• **GIVEN EXERCISE**: Copy every line of the items below verbatim, changing nothing.

• **MATERIAL PROVIDED**:

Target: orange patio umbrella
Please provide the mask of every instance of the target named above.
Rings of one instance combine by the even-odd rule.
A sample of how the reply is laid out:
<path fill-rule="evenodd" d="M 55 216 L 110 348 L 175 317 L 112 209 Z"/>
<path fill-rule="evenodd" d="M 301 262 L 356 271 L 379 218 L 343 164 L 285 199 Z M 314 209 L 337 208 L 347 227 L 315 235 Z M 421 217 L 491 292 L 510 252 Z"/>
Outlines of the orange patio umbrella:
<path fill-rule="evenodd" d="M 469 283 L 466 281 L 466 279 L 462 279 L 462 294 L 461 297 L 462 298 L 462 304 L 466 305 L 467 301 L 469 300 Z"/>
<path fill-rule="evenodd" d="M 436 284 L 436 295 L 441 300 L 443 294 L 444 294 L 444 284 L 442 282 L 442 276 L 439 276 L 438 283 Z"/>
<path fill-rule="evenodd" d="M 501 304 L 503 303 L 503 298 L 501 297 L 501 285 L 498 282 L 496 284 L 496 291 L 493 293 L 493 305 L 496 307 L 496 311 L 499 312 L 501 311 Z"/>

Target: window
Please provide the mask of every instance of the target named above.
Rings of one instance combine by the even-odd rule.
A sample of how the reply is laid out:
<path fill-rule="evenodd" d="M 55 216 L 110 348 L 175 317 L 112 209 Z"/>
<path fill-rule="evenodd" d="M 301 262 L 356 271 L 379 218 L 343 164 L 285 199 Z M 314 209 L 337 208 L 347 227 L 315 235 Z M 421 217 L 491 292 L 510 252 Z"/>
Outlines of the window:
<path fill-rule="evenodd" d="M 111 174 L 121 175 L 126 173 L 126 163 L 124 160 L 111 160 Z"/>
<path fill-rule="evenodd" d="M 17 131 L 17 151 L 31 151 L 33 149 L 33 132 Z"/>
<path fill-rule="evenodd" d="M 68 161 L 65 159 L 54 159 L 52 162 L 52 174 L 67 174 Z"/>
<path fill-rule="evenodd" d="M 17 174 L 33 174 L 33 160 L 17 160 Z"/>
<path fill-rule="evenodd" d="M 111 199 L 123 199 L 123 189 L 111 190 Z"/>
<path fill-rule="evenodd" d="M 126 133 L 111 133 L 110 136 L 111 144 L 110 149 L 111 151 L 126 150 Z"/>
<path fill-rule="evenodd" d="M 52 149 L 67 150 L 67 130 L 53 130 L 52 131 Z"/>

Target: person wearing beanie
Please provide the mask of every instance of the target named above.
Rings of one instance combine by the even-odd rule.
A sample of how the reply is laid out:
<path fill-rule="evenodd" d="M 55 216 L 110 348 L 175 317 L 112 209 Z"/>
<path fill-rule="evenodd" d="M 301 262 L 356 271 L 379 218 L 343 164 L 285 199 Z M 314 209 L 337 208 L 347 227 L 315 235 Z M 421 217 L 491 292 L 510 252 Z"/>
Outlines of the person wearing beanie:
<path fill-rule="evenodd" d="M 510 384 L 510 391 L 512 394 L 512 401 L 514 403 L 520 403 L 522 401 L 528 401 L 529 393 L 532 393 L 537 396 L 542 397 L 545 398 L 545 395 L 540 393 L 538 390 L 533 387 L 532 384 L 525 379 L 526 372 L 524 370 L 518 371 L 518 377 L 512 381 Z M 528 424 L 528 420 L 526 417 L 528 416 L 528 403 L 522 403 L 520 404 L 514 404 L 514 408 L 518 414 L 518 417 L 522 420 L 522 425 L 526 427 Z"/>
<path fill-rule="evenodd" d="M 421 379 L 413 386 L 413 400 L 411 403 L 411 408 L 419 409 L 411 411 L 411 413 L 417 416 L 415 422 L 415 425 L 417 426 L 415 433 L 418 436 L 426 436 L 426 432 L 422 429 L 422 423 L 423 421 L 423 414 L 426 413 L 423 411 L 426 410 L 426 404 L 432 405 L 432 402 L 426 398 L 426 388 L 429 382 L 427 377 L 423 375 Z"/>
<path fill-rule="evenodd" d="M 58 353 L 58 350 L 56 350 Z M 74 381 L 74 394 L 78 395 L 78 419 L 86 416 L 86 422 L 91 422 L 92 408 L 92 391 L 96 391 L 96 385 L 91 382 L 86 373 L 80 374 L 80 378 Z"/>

• **SOLVED EXERCISE**:
Target: orange patio umbrella
Please provide the mask of every instance of the target named above.
Rings of one instance combine by the even-odd rule.
A sample of how the reply is laid out:
<path fill-rule="evenodd" d="M 55 216 L 110 348 L 175 317 L 112 209 Z"/>
<path fill-rule="evenodd" d="M 301 262 L 356 271 L 379 218 L 343 164 L 285 199 Z M 314 209 L 337 208 L 347 227 L 315 235 Z M 421 217 L 491 292 L 510 252 Z"/>
Outlines of the orange patio umbrella:
<path fill-rule="evenodd" d="M 469 283 L 466 281 L 466 279 L 462 279 L 462 294 L 461 297 L 462 298 L 462 304 L 466 305 L 467 301 L 469 300 Z"/>
<path fill-rule="evenodd" d="M 436 284 L 436 295 L 441 300 L 443 294 L 444 294 L 444 284 L 442 282 L 442 276 L 439 276 L 438 283 Z"/>
<path fill-rule="evenodd" d="M 501 304 L 503 303 L 503 298 L 501 297 L 501 285 L 498 282 L 496 284 L 496 291 L 493 293 L 493 305 L 496 307 L 496 311 L 499 312 L 501 311 Z"/>

Target: window
Please provide the mask of every instance of the target named above.
Rings of one instance combine by the even-odd rule.
A sample of how the reply is laid out:
<path fill-rule="evenodd" d="M 55 216 L 110 348 L 175 317 L 112 209 Z"/>
<path fill-rule="evenodd" d="M 301 262 L 356 271 L 379 218 L 343 164 L 285 199 Z M 314 209 L 337 208 L 347 227 L 315 235 Z M 421 217 L 491 292 L 510 252 Z"/>
Outlines of the window:
<path fill-rule="evenodd" d="M 111 174 L 121 175 L 126 173 L 126 163 L 124 160 L 111 160 Z"/>
<path fill-rule="evenodd" d="M 17 131 L 17 151 L 31 151 L 33 149 L 33 132 Z"/>
<path fill-rule="evenodd" d="M 68 161 L 65 159 L 54 159 L 52 162 L 52 174 L 67 174 Z"/>
<path fill-rule="evenodd" d="M 17 174 L 33 174 L 33 160 L 17 160 Z"/>
<path fill-rule="evenodd" d="M 111 199 L 123 199 L 123 189 L 111 190 Z"/>
<path fill-rule="evenodd" d="M 126 133 L 111 133 L 110 136 L 111 144 L 110 149 L 111 151 L 126 150 Z"/>
<path fill-rule="evenodd" d="M 52 149 L 67 150 L 67 130 L 53 130 L 52 131 Z"/>

Target: person wearing beanie
Please provide the mask of every instance of the target named above.
Rings of one instance combine by the even-odd rule.
A sample of how the reply is laid out:
<path fill-rule="evenodd" d="M 55 216 L 110 348 L 175 317 L 112 209 Z"/>
<path fill-rule="evenodd" d="M 301 262 L 356 271 L 379 218 L 343 164 L 285 199 Z M 314 209 L 337 208 L 347 227 L 315 235 Z M 421 217 L 491 292 L 510 252 Z"/>
Outlines of the person wearing beanie:
<path fill-rule="evenodd" d="M 510 384 L 510 391 L 512 394 L 512 401 L 514 403 L 520 403 L 522 401 L 528 401 L 529 393 L 532 393 L 537 396 L 542 397 L 545 398 L 545 395 L 540 393 L 538 390 L 533 387 L 532 384 L 525 379 L 526 372 L 524 370 L 518 371 L 518 377 L 512 381 Z M 528 424 L 528 420 L 526 417 L 528 416 L 528 403 L 522 403 L 520 404 L 514 404 L 514 408 L 518 414 L 518 417 L 522 420 L 522 425 L 526 427 Z"/>
<path fill-rule="evenodd" d="M 421 379 L 413 386 L 413 400 L 411 403 L 411 408 L 419 409 L 411 411 L 411 413 L 417 416 L 415 422 L 415 425 L 417 426 L 415 433 L 418 436 L 426 436 L 426 432 L 422 429 L 422 423 L 423 421 L 423 414 L 426 413 L 423 411 L 426 410 L 426 404 L 432 405 L 432 402 L 426 398 L 426 388 L 429 382 L 427 377 L 423 375 Z"/>
<path fill-rule="evenodd" d="M 58 353 L 58 350 L 56 350 Z M 74 381 L 74 394 L 78 395 L 78 419 L 86 416 L 86 422 L 91 422 L 92 408 L 92 391 L 96 391 L 96 385 L 91 382 L 86 373 L 80 374 L 80 378 Z"/>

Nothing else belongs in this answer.